**TASKS TO CARRY OUT**:
(1) Repeat, word for word, the passage of the virtualization notes from "2.6 Review Question" to "efficiency (see [SPF+07])".
(2) Answer these questions from the virtualization notes:
(a) What CPU ring is given as an example for a de-privileged guest OS?
(b) What is the main idea of containerization?
(c) Which two Linux kernel mechanisms are listed?

**SOURCE DOCUMENT**:
>>

2.5 Layering with Virtualization

2.5.1 Layering Explained

• Hypervisor or virtual machine manager (VMM) with full access to physical hardware
  • Most privileged code
    • Details depend on CPU hardware
      • E.g., kernel mode (CPU ring 0) or additional “root mode” with more privileges than kernel mode
  • Create abstract versions of hardware, to be used by guest OSs
    • VM = Guest OS running on abstract hardware
    • Host = Environment in which the VMM runs
      • Host software may be full OS or specialized
• Guest OS is de-privileged
  • No longer with full hardware access, e.g., CPU ring 1
  • Privileged/sensitive instructions lead to hypervisor
    • Executed, translated, or emulated accordingly

• Each VM can run different OS
• VM backups/snaphots simplify management, placement, parallelization
• Sharing among applications in different VMs restricted, requires networking
  • (Neither shared memory nor file nor pipes)
• Creation of more VMs with high overhead
  • Each with full OS, own portion of underlying hardware

2.6 Review Question

• Discuss in Learnweb which of the variants of virtualization fulfill which conditions for virtualization as defined in 1974.

3 Containerization

3.1 Basics

• Motivation: Trade isolation for efficiency (see [SPF+07])
  • Main idea of containerization: Share kernel among containers
    • (Instead of separate OS per VM)
• Mechanisms
  • Add container ID to each process, add new access control checks to system calls
  • In case of Linux kernel
    • Kernel namespaces
      • Limit what is visible inside container
    • Control groups (cgroups)

<<

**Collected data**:
>>

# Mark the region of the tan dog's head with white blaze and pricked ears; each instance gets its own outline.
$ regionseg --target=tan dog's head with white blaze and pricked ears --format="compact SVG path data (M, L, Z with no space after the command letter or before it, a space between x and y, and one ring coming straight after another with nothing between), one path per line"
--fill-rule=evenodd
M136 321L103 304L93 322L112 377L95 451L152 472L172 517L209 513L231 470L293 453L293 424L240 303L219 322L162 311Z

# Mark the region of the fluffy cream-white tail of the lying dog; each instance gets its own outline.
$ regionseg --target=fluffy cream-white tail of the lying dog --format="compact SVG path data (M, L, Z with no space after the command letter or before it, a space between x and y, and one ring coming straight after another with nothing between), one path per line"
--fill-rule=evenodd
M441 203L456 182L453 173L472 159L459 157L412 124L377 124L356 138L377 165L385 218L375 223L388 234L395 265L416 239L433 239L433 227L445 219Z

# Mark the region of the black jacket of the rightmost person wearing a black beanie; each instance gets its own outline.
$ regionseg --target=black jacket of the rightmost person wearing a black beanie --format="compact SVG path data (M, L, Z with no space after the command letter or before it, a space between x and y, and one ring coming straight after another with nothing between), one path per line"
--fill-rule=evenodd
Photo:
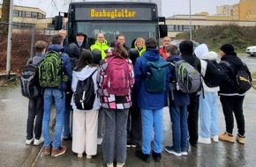
M230 62L230 65L225 62ZM225 72L225 77L220 85L219 95L245 96L245 92L239 92L237 90L236 74L237 70L243 66L243 62L237 57L237 53L232 52L222 56L220 65Z

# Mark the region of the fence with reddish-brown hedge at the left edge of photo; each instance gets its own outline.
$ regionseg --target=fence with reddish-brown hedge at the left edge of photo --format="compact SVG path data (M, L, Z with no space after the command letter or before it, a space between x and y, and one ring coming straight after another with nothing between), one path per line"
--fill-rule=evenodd
M4 27L4 25L9 24L0 22L0 27ZM11 34L3 33L0 30L0 73L3 74L5 70L7 77L10 76L10 73L19 73L24 68L28 58L34 55L35 41L44 40L49 43L51 36L57 33L53 29L39 28L35 25L11 25ZM8 47L9 49L7 49Z

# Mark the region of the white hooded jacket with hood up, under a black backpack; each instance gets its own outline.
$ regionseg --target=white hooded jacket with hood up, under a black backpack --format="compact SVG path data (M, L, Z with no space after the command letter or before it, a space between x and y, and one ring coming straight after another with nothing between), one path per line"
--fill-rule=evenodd
M200 74L202 76L206 75L206 71L207 71L207 62L204 60L217 60L218 59L218 55L215 52L209 52L208 47L206 44L201 44L200 46L195 48L195 54L198 58L200 58L200 63L201 63L201 71ZM203 84L203 89L204 92L217 92L220 90L219 86L217 87L213 87L213 88L209 88L207 86L207 84L204 83L203 78L201 78L202 80L202 84Z

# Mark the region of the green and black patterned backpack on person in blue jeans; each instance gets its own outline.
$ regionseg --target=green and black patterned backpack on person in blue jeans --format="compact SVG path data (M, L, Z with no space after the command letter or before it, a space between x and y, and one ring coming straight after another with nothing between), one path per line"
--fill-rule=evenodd
M39 65L39 82L42 87L56 87L63 81L61 52L49 51Z

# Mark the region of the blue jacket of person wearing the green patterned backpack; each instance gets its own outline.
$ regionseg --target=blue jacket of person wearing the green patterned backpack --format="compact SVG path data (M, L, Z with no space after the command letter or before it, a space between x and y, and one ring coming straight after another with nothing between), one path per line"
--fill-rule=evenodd
M62 47L61 45L58 44L51 44L48 47L48 51L56 51L56 52L63 52L64 51L64 47ZM70 57L68 54L61 54L61 60L62 60L62 71L64 71L64 75L69 77L69 82L72 81L72 65L71 65L71 61L70 61ZM58 90L63 90L66 91L67 90L67 84L62 82L61 84L59 84L56 89Z

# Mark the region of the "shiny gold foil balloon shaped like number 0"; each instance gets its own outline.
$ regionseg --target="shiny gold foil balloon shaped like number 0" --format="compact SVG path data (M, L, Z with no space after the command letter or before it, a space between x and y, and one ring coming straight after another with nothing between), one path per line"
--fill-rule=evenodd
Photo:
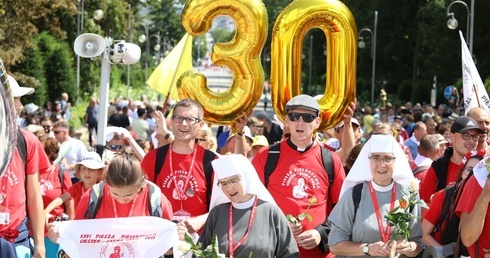
M277 18L272 31L271 99L284 121L286 103L301 94L303 39L312 28L327 38L327 82L318 101L319 129L331 128L356 96L357 27L349 9L338 0L296 0Z

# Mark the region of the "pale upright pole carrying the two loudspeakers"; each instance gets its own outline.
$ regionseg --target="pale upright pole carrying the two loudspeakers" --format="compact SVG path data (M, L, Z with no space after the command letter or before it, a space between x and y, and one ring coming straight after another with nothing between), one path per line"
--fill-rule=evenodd
M111 38L105 38L105 51L102 54L102 69L100 71L100 104L97 121L97 153L103 157L106 148L107 108L109 103L109 83L111 78L111 64L109 63L108 47L112 44Z

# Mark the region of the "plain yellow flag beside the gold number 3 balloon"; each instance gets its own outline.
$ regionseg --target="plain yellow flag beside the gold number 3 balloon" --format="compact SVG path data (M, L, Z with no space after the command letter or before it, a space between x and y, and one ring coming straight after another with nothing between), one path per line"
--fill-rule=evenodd
M192 37L186 33L151 73L146 84L165 96L170 92L170 98L179 100L176 85L177 80L185 71L191 69Z

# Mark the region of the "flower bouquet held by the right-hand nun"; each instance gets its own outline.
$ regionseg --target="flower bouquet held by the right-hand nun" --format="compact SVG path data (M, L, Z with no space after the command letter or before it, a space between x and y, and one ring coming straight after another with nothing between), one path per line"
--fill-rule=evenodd
M428 208L427 204L418 197L419 181L417 179L410 182L408 189L403 187L401 192L402 197L398 199L399 205L386 215L386 220L388 220L389 225L393 228L393 233L390 237L392 246L390 257L395 257L397 240L408 241L410 238L410 221L415 218L420 218L412 214L413 208L415 206Z

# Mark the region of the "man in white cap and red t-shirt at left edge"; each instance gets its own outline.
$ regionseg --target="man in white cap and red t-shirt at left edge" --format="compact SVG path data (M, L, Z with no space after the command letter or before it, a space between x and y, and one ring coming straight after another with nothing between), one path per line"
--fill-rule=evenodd
M21 97L34 93L33 88L20 87L17 81L7 75L15 112L20 114L24 108ZM0 87L3 87L1 85ZM30 221L34 256L45 257L44 212L39 184L39 173L49 167L49 160L43 146L34 134L20 129L17 132L17 145L9 167L0 177L0 257L31 257L29 244ZM22 139L24 143L22 143ZM23 160L25 158L25 160Z

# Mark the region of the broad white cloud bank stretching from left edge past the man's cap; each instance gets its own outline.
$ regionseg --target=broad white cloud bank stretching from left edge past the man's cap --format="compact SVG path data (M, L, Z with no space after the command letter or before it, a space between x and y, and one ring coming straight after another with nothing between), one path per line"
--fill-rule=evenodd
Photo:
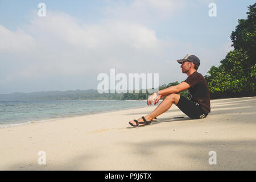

<<

**OUTPUTS BY TASK**:
(1)
2.6 Review Question

• Discuss in Learnweb which of the variants of virtualization fulfill which conditions for virtualization as defined in 1974.

3 Containerization

3.1 Basics

• Motivation: Trade isolation for efficiency (see [SPF+07])

(2)
(a) CPU ring 1.
(b) Sharing the kernel among containers.
(c) Kernel namespaces and control groups (cgroups).